Records contained in a dataset:
★ ★ ★ ★

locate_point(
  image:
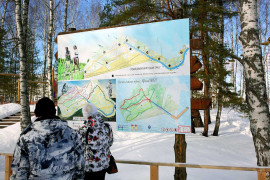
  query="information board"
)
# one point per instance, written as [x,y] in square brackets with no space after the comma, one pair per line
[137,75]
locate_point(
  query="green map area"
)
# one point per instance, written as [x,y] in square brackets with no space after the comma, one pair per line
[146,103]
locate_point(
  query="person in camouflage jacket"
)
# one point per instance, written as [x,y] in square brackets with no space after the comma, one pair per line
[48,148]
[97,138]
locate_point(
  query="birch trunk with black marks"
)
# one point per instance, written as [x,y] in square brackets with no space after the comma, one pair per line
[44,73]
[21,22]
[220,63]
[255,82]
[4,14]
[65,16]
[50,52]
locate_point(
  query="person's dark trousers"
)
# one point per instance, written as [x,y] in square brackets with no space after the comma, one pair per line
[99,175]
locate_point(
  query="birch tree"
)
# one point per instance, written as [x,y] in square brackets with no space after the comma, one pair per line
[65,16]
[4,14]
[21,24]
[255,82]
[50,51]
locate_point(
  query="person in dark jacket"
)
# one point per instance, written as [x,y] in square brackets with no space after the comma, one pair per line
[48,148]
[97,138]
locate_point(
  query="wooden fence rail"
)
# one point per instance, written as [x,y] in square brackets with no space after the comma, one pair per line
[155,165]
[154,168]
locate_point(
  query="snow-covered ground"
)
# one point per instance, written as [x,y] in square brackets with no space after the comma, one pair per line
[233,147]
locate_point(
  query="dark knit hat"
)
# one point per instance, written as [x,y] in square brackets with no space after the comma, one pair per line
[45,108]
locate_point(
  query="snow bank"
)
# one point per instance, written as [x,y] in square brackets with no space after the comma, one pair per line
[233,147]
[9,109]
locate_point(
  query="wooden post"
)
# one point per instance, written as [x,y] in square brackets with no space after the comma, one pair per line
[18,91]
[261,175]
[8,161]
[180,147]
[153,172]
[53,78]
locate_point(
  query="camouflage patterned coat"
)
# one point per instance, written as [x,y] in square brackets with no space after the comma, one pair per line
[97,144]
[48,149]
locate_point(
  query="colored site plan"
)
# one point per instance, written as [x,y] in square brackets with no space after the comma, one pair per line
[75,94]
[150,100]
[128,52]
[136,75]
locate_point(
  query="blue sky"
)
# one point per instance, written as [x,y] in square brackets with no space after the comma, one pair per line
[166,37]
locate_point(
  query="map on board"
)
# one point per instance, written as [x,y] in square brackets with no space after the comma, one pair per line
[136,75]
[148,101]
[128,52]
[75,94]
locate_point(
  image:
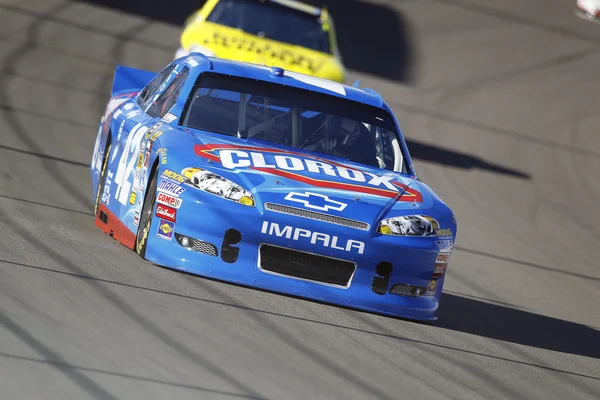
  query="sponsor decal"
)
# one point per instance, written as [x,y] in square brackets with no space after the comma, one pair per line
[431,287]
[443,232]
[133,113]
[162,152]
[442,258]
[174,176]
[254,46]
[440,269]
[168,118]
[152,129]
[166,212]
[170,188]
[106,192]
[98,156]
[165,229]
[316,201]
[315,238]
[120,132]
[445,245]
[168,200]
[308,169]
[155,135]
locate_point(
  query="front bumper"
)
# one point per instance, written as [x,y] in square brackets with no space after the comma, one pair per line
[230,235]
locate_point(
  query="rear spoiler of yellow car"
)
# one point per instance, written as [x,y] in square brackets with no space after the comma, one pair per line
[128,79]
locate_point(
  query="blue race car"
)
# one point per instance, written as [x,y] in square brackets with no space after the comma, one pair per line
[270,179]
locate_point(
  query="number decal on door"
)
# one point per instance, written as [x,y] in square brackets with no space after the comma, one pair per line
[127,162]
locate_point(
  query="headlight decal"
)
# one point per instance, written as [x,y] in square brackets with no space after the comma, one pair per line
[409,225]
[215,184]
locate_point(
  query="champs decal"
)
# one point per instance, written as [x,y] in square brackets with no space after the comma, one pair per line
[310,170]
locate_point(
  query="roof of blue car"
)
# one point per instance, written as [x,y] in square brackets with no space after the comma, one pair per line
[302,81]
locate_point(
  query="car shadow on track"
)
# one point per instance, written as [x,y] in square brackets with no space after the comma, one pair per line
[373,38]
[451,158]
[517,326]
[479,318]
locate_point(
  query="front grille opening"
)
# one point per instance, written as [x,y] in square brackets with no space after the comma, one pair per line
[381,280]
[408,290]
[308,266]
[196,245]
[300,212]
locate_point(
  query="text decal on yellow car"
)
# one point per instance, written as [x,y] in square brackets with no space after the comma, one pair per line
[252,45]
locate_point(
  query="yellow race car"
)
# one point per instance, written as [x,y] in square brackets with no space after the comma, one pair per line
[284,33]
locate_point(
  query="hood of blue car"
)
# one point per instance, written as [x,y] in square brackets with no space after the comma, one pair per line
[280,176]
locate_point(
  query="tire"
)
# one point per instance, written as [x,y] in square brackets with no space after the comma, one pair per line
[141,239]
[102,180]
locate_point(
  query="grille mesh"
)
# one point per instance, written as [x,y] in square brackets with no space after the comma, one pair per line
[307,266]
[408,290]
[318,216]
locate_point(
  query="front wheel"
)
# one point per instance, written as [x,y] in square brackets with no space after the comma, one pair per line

★ ★ ★ ★

Task requirements: Repeat the material above verbatim, with no pictures in the output.

Output below:
locate_point(
  image:
  query="information board"
)
# one point per instance, written as [x,y] in square brackets with no space after the comma, one pair per line
[137,75]
locate_point(
  query="green map area"
)
# one point per instance, written as [x,y] in square brackets with no space after the comma, one pair per line
[146,103]
locate_point(
  query="person in camouflage jacket"
)
# one point per instance, written as [x,y] in square brackets with no space after the comma, one pair per line
[48,148]
[97,138]
locate_point(
  query="birch trunk with black marks"
)
# one point per instance, written as [x,y] in square brackets with no space after the comma, one pair per line
[44,73]
[21,22]
[220,63]
[255,82]
[4,14]
[65,16]
[50,52]
locate_point(
  query="person's dark trousers"
)
# one point per instance, written as [x,y] in square brackets with no space after the comma, one pair per line
[99,175]
locate_point(
  query="birch tree"
)
# one point per instance, written as [x,y] in square brackets with no space after the comma, one pair per line
[65,16]
[4,14]
[21,24]
[255,82]
[50,51]
locate_point(
  query="person in dark jacket"
)
# one point per instance, written as [x,y] in square brackets with no space after the comma, one pair per line
[48,148]
[97,138]
locate_point(
  query="wooden fence rail"
)
# one point per instance, written as [x,y] in square brackets with no space after the comma, one pair per line
[155,165]
[154,168]
locate_point(
  query="snow-covered ground"
)
# one point per instance, written as [x,y] in square brackets with no space after the comma, one pair per line
[233,147]
locate_point(
  query="dark knit hat"
)
# one point per instance, written as [x,y] in square brackets with no space after the comma, one pair per line
[45,108]
locate_point(
  query="snow bank"
)
# one point per instance, written as [x,y] in square brackets with no space after the comma, one pair per line
[233,147]
[9,109]
locate_point(
  query="wooden post"
)
# one point per instance, written as [x,y] in square brackets with no space after the comma, one pair per line
[18,91]
[261,175]
[8,161]
[180,147]
[153,172]
[53,78]
locate_point(
  query="camouflage patterned coat"
)
# one point per instance, written as [x,y] in square brackets with no space after the comma, one pair per line
[97,144]
[48,149]
locate_point(
  query="colored site plan"
)
# one point per instance, written as [x,y] in square brackets with no space after the comma, one pair per line
[75,94]
[150,100]
[128,52]
[136,75]
locate_point(
  query="blue sky"
)
# one point per instance, written as [x,y] in square brackets with no space after the comma, one pair per line
[166,37]
locate_point(
  query="map on board"
)
# one point per instance, written as [x,y] in square brackets with no space after the comma, one pair per line
[136,75]
[148,101]
[128,52]
[75,94]
locate_point(
  image:
  query="sponsor decal"
)
# one point per instance, written as [x,y] in square brackets with no space after the comma, one pair per line
[431,287]
[443,232]
[133,113]
[162,152]
[442,258]
[174,176]
[254,46]
[440,269]
[168,118]
[152,129]
[166,212]
[170,188]
[106,192]
[98,156]
[165,229]
[316,201]
[315,238]
[120,132]
[445,245]
[168,200]
[308,169]
[155,135]
locate_point(
  query="front bumper"
)
# one point per instance, written as [x,y] in square brackets with no space after the comma, one pair per line
[230,235]
locate_point(
  query="rear spoiler of yellow car"
)
# one point per instance, written as [x,y] in square brackets with no space after the comma, one pair per line
[128,79]
locate_point(
  query="blue race car"
)
# one point per instance, written as [x,y] in square brackets with no space after the comma, one pair per line
[270,179]
locate_point(
  query="number decal on door"
)
# one point per instance, written as [x,y] in square brackets with no space after the comma, one pair per line
[127,162]
locate_point(
  query="headlight decal"
)
# one point per instance, written as [x,y] in square brackets with no space after the comma, one pair per line
[409,225]
[215,184]
locate_point(
  query="champs decal"
)
# one point per instance, written as [x,y] in square brackets with no space after the comma, one pair per line
[310,170]
locate_point(
  query="roof of blue car"
)
# one point per instance, written as [x,y] in square brackets with no space after the comma, one pair per line
[302,81]
locate_point(
  query="car shadow on track"
)
# one point per instance, written as [x,y] in square brackets with no space after the comma, one pair per line
[373,38]
[451,158]
[517,326]
[479,318]
locate_point(
  query="front grille opening"
)
# one point per instance, written as [x,y] in square brackets with no space after the comma, one pair per line
[381,280]
[408,290]
[308,266]
[196,245]
[300,212]
locate_point(
  query="text decal on yellow car"
)
# one point per instance, written as [x,y] in square brackets with no space after the comma, one pair per line
[252,45]
locate_point(
  query="yellow race car"
)
# one point per instance, written as [x,y] in square brackets with no space after the comma, one pair per line
[284,33]
locate_point(
  query="hood of blue car"
)
# one point per instance, written as [x,y] in square brackets with no space after the comma, one pair per line
[280,176]
locate_point(
  query="tire"
)
# one point per instance, written as [x,y] in square brackets with no space after the comma, one pair per line
[141,239]
[102,180]
locate_point(
  query="grille mesh"
)
# one point per instance, written as [x,y] in square brackets with no space after the comma, one pair per line
[307,266]
[408,290]
[318,216]
locate_point(
  query="front wheel"
)
# one point per instance, written as [x,y] in square brackets with no space after the comma, one pair per line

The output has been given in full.